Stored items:
☆ ☆ ☆ ☆

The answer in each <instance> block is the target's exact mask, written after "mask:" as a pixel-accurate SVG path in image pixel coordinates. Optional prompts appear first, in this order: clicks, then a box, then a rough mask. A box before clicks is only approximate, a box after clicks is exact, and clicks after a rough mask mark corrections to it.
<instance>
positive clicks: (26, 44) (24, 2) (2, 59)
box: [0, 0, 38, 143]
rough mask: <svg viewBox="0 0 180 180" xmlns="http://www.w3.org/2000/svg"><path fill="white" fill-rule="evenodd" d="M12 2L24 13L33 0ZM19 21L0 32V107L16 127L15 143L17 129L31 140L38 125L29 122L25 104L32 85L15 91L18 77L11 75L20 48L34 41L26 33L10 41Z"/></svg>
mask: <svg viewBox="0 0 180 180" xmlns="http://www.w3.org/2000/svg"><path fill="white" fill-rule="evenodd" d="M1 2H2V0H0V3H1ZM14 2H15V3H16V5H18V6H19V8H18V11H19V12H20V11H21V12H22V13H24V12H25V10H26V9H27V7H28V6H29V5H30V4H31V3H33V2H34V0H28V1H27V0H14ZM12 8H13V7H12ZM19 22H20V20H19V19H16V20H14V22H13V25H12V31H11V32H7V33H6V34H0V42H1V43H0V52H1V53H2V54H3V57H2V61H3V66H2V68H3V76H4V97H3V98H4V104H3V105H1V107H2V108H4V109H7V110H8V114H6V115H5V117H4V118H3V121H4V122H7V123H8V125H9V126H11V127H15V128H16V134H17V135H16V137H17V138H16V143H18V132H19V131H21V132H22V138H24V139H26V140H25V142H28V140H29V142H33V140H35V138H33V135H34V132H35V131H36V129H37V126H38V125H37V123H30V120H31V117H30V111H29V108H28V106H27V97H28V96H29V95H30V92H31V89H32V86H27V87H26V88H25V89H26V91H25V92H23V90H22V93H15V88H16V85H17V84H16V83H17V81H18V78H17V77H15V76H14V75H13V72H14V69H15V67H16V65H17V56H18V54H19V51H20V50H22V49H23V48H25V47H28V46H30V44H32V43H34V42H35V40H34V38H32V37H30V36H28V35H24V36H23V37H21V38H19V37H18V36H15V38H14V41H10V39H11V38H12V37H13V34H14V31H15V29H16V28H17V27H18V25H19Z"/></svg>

☆ ☆ ☆ ☆

> Exercise details: Copy every record above exactly as it appears.

> Task solution:
The answer in each <instance> block is the target's exact mask, written after "mask:" as a pixel-accurate SVG path in image pixel coordinates. Optional prompts appear first, in this order: clicks, then a box, then a rough mask. A box before clicks is only approximate, a box after clicks is exact, and clicks after a rough mask mark corrections to it.
<instance>
positive clicks: (26, 44) (24, 2) (2, 59)
box: [0, 0, 38, 143]
rough mask: <svg viewBox="0 0 180 180" xmlns="http://www.w3.org/2000/svg"><path fill="white" fill-rule="evenodd" d="M12 2L24 13L33 0ZM19 21L0 32V107L16 127L15 143L17 129L31 140L38 125L29 122L25 104L32 85L15 91L18 77L11 75L20 48L34 41L26 33L10 41Z"/></svg>
mask: <svg viewBox="0 0 180 180" xmlns="http://www.w3.org/2000/svg"><path fill="white" fill-rule="evenodd" d="M1 2H2V0H0V3H1ZM14 2H15V3H16V5H18V6H19V8H18V11H19V12H20V11H21V12H22V13H24V12H25V10H26V9H27V7H28V6H29V5H30V4H31V3H33V2H34V0H28V1H27V0H14ZM12 8H13V7H12ZM19 22H20V20H19V19H16V20H14V22H13V25H12V31H11V32H7V33H6V34H0V42H1V43H0V52H1V53H2V54H3V57H2V61H3V66H2V68H3V76H4V97H3V98H4V104H3V105H1V107H2V108H4V109H7V110H8V114H6V115H5V117H4V118H3V121H4V122H7V123H8V125H9V126H11V127H15V128H16V134H17V135H16V137H17V138H16V143H18V132H19V131H21V132H22V138H24V139H26V140H25V142H28V140H29V142H33V140H35V138H33V135H34V132H35V131H36V129H37V126H38V125H37V123H30V120H31V117H30V111H29V108H28V106H27V97H28V96H29V95H30V92H31V89H32V86H27V87H26V88H25V89H26V91H25V92H23V90H22V93H15V88H16V85H17V84H16V83H17V81H18V78H17V77H15V76H14V75H13V72H14V69H15V67H16V65H17V56H18V54H19V51H20V50H22V49H23V48H25V47H28V46H30V44H32V43H34V42H35V40H34V38H32V37H30V36H28V35H24V36H23V37H21V38H19V37H18V36H15V38H14V41H10V39H11V38H12V37H13V34H14V31H15V29H16V28H17V27H18V25H19Z"/></svg>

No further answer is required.